**TEXTE À LIRE:**
3 sept. 2010

Une boutique merveilleuse


J'aime infiniment ce passage de Laura Willowes de Sylvia townsend Warner (éditions Joëlle Losfeld), si on me proposait de travailler dans cette boutique je dirais oui tout de suite ! J'aime l'atmosphère qui s'en dégage, j'aime la rêverie dans laquelle elle entraîne Laura, l'héroïne de cette histoire, et, par dessus tout, c'est cette boutique qui va changer radicalement sa vie en lui faisant prendre conscience qu'elle n'est pas heureuse à Londres auprès de sa famille ...

Il y avait d'autres clients et, en attendant qu'on la servît, elle regarda autour d'elle. L'intérieur de cette boutique lui plaisait infiniment. Elle était petite est intime. Les fruits, les fleurs et les légumes s'entassaient dans un désordre campagnard. Sur l'étal en pente dans la vitrine, au milieu des pommes, des poires à cuire à la peau rugueuse, des plateaux de noix, de châtaignes et de noisettes, se nichait un panier d'oeufs lisses et bruns qui avaient l'air d'une espèce de noix particulièrement grosses. Tout un côté de la boutique était garni d'étagères en bois, chargées de pots de confiture faite à la maison et de fruits en bocaux. On aurait dit que les produits de l'été étaient venus chercher un abri. Par terre gisait un tas de navets terreux.

**DONNÉES FOURNIES:**
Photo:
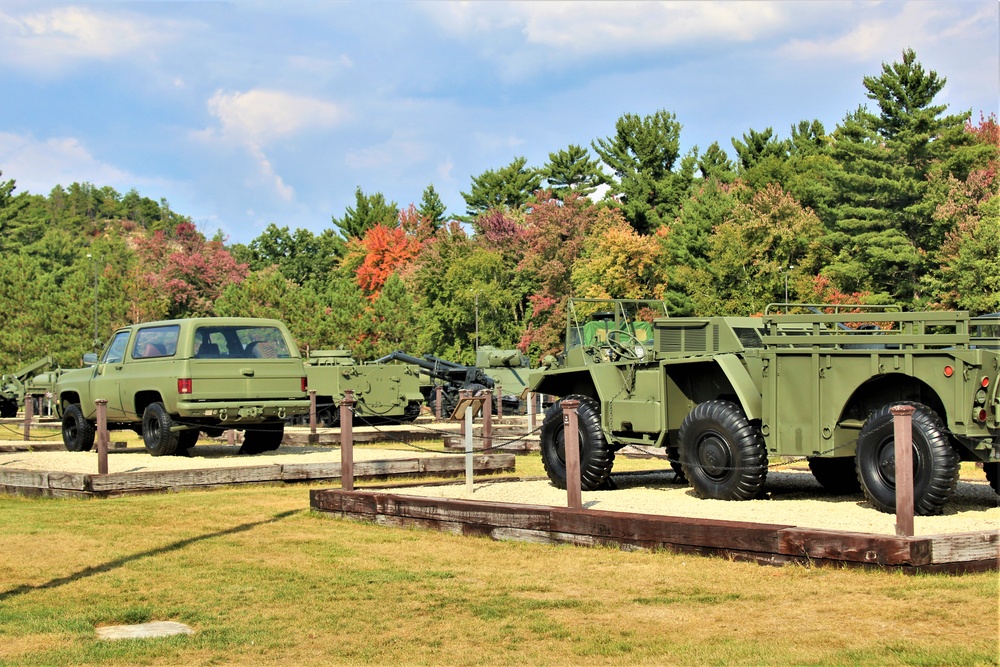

**PROBLÈMES À RÉSOUDRE:**
• A. D'après le texte, quels fruits et fruits à coque se trouvent sur l'étal de la vitrine ?
• B. Recopiez le passage du texte qui commence par « J'aime infiniment ce » et s'achève sur « de sa famille ... ».

**RÉPONSES FINALES:**
• A. Pommes, poires à cuire, noix, châtaignes, noisettes

• B.
J'aime infiniment ce passage de Laura Willowes de Sylvia townsend Warner (éditions Joëlle Losfeld), si on me proposait de travailler dans cette boutique je dirais oui tout de suite ! J'aime l'atmosphère qui s'en dégage, j'aime la rêverie dans laquelle elle entraîne Laura, l'héroïne de cette histoire, et, par dessus tout, c'est cette boutique qui va changer radicalement sa vie en lui faisant prendre conscience qu'elle n'est pas heureuse à Londres auprès de sa famille ...